### Consignes
• 1. Dans le texte sur les œuvres de Ricardo Brey, de quelles couleurs sont les bobines de fil placées sur des rails de train électrique ?
• 2. Poursuivez le texte sur les œuvres de Ricardo Brey à partir de sa dernière phrase.

### Texte fourni
---*---

2/  Ricardo Brey, I am not what happened to me, 2016. Photographie imprimée sur toile cartonnée, tissu, plomb, graphite, crayon, métal et boutons sur toile cartonnée. 50 x 70 x 6 cm (19 5/8 x 27 1/2 x 2 3/8 in.). Courtesy de l’artiste et Galerie Nathalie Obadia, Paris/Bruxelles.
3/  Ricardo Brey, Mono-no-aware, 2016. Photographie imprimée sur papier, papier métallique argenté vieilli, miroir, métal et pièces sur toile cartonnée. 50 x 70 x 2 cm (19 5/8 x 27 1/2 x 0 3/4 in.). Courtesy de l’artiste et Galerie Nathalie Obadia, Paris/Bruxelles.

 


texte de Sylvain Silleran, rédacteur pour FranceFineArt.

 

Une palette grise, presque monochrome, légèrement tachée d'ocre, de rouge, d'une feuille verte dans un coin, d'un reflet pâle sur un petit éclat de miroir, nous plonge dans un royaume de souvenirs. Des photographies de souches d'arbres imprimées sur des toiles délimitent le cadre, plantent le décor de l'histoire qui va nous être racontée. Ces photos déssaturées jusqu'au noir et blanc, tirant sur le sépia, semblent avoir été trouvées dans un vieil album oublié dans un grenier.

Une deuxième couche s'est sédimentée dessus. Un bracelet fantaisie orné d'étoiles en miroirs, des morceaux de métal plié, compressé, des pièces de monnaies indéterminées tracent une trajectoire en forme de constellation. Ces objets se retrouvent éparpillés sur l'humus de la forêt. Exhumés du tapis de terre et de feuilles mortes, ils sont disposés comme les débris d'un firmament entré en collision avec la terre. Dominos et boutons éparpillés, morceaux de bois noircis par le feu, verre taillé comme un diamant témoignent de la violence de l'impact d'un ange déchu ayant achevé sa chute dans un crash incendiaire. Des bobines de fil rouge et noirs sur des rails de train électrique rappellent le cordon de dynamite de résistants faisant exploser la voie ferrée. L'explosion ici n'a pas encore eu lieu, elle est imminente, intense de la certitude qu'elle est inévitable.

---*---

### Données fournies

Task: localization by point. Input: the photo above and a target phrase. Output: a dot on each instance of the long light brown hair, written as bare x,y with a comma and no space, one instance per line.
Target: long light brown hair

---*---

### Réponses dans l'ordre
• 1. Elles sont rouges et noires.

• 2.
Ricardo Brey dessine à l'aide d'objets glanés, de ces restes que nos vies laissent derrière elles comme les reliefs d'un pique-nique. Ces haïkus sont une forme d'archéologie du hasard, écrits à l'aide de dés et de cartes à jouer déchirées. Mais le hasard n'est qu'une illusion: le destin, qu'il soit passé ou futur est écrit de façon indélébile dans un grand livre aux pages de vieux cartons. Une longue corne noircie ferme cet assemblage comme une aiguille qui en aurait cousu la reliure.

Un grand nid de couvertures de feutre et de vieux manteaux renferme de grand œufs d'autruche. Les coquilles brisées de ceux qui ont éclos se mêlent aux restes d'un saxophone, à des plaques minéralogiques automobiles, des fragments de vaisselle, quelques épingles à nourrice, des milliers de boutons. La naissance a lieu sur ce qui reste des morts. Quoi de plus dérisoire qu'un bouton, pourtant il semble que c'est tout ce que nos vies laissent derrière elles, ce que les archéologues du futur trouveront comme traces de notre civilisation, comme ossements autour desquels reconstituer qui nous avons été.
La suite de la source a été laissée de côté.